### WORK TASK:
In the entries that follow, the line with "Sample: <point>96,78</point>" opens the range and the line with "Sample: <point>307,96</point>" closes it; repeat that range exactly, both lines included.

### DATA SECTION:
********************

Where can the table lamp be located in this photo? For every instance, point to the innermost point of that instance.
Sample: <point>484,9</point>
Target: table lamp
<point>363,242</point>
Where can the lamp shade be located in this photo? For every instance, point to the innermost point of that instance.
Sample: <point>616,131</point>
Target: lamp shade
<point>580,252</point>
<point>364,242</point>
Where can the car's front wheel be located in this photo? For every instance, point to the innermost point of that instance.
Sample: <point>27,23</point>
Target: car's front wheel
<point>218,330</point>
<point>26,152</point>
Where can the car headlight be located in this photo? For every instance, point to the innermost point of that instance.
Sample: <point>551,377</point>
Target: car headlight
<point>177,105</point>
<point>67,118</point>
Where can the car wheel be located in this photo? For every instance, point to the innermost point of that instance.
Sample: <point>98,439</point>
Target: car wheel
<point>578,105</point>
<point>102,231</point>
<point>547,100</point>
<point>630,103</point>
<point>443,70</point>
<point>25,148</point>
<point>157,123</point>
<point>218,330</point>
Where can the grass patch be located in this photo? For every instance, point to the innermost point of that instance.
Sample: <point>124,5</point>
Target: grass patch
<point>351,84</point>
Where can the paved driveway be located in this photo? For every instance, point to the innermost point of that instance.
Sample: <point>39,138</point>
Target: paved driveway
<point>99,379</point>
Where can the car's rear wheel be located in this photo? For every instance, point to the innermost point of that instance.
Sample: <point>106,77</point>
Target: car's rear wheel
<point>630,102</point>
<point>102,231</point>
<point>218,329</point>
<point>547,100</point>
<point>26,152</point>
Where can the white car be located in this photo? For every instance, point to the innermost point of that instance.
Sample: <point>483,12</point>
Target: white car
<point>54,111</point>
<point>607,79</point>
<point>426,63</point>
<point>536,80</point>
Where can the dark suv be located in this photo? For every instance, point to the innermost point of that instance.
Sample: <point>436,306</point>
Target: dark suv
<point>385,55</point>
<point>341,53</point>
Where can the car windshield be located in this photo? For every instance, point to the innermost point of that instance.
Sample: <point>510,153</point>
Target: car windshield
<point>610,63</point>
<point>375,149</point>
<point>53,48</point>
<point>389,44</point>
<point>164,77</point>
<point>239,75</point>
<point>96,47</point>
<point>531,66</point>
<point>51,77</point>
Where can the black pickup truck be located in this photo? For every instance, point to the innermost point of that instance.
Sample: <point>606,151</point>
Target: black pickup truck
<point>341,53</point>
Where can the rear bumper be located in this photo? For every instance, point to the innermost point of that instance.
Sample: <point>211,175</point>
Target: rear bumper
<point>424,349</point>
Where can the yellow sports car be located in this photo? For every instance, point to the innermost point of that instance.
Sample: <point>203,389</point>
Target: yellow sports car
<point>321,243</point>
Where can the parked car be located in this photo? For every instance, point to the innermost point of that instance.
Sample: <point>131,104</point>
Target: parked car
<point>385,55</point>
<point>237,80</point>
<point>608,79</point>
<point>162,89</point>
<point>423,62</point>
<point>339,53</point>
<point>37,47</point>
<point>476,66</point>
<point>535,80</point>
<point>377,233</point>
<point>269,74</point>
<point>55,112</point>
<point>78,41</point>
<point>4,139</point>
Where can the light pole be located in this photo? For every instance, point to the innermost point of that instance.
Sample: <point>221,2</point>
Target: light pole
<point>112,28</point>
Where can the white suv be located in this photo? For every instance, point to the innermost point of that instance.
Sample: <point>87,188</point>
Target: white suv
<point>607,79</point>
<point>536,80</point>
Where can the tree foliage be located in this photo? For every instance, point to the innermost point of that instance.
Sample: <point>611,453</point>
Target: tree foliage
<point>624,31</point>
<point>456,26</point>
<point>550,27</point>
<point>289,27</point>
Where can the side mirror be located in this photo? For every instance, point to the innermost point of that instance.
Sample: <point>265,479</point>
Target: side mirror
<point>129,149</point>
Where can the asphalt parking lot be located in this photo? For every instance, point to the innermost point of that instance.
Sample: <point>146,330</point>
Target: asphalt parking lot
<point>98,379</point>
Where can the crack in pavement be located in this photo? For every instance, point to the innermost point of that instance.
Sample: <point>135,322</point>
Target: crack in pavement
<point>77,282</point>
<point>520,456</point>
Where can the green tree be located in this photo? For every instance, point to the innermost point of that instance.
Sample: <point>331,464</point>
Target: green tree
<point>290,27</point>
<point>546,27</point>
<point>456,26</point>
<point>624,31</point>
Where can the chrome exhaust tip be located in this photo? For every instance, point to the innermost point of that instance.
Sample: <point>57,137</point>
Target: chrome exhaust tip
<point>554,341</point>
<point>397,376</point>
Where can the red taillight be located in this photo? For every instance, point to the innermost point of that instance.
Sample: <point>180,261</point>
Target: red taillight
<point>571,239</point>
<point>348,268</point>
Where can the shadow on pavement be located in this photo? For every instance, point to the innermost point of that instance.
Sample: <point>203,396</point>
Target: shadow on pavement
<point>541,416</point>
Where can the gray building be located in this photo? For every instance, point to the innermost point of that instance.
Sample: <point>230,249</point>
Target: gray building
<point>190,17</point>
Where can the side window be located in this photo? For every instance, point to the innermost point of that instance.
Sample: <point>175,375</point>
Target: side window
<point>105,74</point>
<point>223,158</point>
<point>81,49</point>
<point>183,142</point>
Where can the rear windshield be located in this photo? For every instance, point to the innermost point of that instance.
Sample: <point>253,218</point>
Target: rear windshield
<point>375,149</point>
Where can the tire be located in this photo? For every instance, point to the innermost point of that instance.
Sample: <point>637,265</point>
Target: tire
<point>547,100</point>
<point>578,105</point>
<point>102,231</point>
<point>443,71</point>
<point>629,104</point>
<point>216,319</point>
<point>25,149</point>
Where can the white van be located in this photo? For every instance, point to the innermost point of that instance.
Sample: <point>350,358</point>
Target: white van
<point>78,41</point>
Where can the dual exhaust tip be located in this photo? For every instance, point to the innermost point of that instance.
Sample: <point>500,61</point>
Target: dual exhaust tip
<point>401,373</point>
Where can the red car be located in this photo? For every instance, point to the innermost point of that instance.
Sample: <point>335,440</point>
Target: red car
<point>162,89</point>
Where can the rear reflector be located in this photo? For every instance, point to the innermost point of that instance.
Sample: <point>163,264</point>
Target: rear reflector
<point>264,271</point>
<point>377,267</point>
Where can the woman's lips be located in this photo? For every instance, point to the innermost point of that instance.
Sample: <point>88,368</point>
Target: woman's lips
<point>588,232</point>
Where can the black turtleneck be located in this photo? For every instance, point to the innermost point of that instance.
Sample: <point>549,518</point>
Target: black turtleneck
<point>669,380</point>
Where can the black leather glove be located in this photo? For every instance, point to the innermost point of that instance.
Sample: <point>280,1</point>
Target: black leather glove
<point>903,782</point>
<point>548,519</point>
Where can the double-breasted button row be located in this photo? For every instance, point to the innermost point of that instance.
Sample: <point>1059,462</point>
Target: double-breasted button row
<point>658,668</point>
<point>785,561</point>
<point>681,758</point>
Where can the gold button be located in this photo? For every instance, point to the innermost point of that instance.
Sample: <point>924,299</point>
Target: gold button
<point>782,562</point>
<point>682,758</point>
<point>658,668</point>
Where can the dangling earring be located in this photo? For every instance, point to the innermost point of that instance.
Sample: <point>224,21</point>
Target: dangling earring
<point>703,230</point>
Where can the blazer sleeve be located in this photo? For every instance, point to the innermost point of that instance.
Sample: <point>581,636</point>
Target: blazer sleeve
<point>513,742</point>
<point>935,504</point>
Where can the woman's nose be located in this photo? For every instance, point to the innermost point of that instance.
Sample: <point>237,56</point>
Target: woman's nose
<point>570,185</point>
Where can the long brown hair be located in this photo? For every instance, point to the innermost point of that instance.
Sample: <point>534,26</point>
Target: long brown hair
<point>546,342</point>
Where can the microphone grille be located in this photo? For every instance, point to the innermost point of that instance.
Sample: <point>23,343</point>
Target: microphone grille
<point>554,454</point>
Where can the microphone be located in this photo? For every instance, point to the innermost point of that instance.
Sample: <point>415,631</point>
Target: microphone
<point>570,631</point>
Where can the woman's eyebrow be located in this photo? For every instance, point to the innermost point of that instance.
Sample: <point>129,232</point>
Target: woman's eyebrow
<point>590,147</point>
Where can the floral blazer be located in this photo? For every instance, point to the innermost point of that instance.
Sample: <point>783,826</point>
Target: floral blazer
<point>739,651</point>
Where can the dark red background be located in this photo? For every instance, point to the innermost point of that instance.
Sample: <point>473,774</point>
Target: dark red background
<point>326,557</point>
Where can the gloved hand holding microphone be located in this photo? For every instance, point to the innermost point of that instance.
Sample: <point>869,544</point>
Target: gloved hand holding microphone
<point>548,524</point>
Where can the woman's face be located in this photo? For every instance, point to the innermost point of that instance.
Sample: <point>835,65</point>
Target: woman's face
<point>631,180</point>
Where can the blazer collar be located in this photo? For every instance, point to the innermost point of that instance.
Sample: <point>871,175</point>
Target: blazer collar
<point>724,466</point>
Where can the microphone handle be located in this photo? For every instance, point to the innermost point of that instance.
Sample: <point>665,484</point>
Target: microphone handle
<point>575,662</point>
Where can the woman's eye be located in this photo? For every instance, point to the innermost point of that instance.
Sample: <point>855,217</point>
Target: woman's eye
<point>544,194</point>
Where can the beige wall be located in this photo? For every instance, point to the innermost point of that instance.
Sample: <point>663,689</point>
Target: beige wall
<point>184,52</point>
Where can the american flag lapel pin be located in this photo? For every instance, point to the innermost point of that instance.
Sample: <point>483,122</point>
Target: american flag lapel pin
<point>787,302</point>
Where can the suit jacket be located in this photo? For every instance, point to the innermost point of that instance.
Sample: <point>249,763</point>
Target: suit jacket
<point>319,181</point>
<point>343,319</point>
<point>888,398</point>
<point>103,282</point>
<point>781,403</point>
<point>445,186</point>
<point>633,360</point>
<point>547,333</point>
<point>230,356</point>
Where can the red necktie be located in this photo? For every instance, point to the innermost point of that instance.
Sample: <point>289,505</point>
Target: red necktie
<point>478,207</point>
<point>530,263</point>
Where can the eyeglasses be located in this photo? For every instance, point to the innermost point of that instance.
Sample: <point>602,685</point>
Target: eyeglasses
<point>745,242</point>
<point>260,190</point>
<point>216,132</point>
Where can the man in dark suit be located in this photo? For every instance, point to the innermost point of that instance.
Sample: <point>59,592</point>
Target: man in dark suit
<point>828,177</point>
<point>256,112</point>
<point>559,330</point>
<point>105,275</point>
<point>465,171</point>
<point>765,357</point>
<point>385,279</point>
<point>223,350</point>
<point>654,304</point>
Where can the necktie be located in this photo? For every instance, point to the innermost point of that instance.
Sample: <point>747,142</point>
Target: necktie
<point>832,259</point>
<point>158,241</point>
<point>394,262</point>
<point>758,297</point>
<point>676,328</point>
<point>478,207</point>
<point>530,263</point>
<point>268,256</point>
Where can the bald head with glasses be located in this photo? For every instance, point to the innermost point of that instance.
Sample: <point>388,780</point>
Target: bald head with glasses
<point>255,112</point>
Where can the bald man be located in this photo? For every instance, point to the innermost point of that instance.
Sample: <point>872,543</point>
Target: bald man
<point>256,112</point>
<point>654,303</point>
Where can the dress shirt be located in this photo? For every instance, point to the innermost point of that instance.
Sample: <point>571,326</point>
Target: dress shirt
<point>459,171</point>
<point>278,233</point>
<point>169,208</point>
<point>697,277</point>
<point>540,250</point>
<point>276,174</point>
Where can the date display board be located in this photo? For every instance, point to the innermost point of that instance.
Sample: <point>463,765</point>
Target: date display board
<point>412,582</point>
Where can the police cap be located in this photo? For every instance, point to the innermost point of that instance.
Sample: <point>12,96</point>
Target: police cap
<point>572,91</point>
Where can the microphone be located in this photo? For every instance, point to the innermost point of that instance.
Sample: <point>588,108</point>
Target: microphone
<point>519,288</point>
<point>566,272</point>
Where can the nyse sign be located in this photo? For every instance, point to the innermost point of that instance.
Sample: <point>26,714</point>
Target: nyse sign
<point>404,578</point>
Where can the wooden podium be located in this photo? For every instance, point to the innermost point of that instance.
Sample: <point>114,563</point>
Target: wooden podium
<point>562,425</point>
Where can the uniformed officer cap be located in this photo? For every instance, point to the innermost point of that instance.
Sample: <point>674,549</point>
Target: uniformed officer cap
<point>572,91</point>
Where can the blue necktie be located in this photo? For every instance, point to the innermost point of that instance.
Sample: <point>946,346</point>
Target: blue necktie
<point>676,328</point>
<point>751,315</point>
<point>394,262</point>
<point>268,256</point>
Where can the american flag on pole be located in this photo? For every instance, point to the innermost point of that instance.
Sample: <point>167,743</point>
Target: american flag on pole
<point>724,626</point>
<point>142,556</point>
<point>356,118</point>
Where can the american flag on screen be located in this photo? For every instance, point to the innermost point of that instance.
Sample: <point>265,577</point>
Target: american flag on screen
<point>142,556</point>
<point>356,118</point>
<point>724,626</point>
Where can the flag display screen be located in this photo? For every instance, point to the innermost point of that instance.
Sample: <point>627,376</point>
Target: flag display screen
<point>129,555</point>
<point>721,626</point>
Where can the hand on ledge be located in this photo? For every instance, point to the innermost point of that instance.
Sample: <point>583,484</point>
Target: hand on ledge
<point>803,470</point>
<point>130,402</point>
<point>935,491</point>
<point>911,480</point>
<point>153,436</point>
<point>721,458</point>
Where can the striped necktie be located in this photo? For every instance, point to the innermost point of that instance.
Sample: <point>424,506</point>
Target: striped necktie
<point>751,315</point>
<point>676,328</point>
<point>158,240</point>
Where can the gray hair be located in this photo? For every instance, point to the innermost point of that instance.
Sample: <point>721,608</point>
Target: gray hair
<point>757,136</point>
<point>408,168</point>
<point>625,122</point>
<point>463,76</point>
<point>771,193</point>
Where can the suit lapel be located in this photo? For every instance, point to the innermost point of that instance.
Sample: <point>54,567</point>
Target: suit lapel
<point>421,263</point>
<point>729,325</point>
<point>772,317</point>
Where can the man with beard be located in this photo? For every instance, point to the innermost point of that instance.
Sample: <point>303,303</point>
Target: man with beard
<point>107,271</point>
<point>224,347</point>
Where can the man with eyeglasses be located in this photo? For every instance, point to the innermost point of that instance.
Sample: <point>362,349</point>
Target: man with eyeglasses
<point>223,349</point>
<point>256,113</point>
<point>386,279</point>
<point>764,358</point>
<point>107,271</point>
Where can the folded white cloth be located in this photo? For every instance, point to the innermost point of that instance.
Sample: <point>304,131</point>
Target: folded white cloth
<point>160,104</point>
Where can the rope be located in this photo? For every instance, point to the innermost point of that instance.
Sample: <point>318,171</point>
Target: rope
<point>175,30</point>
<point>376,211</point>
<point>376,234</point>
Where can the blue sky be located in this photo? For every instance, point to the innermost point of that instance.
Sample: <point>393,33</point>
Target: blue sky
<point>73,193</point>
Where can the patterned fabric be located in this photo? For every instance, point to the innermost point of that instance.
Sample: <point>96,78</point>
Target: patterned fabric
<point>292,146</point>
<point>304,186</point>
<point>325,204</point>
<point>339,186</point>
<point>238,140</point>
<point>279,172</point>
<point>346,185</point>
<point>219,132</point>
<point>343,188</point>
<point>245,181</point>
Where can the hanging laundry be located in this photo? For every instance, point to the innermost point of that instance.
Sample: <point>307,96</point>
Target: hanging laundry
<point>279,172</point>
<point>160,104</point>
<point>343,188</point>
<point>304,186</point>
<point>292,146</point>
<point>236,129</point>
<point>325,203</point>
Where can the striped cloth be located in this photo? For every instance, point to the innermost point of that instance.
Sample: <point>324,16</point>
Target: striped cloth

********************

### RESPONSE TO THE EXERCISE:
Sample: <point>96,78</point>
Target: patterned fabric
<point>292,146</point>
<point>304,186</point>
<point>325,204</point>
<point>339,186</point>
<point>238,140</point>
<point>279,172</point>
<point>346,185</point>
<point>219,132</point>
<point>343,188</point>
<point>245,181</point>
Where can the hanging laundry be located in this photo? For every instance, point to the innermost point of that instance.
Sample: <point>307,96</point>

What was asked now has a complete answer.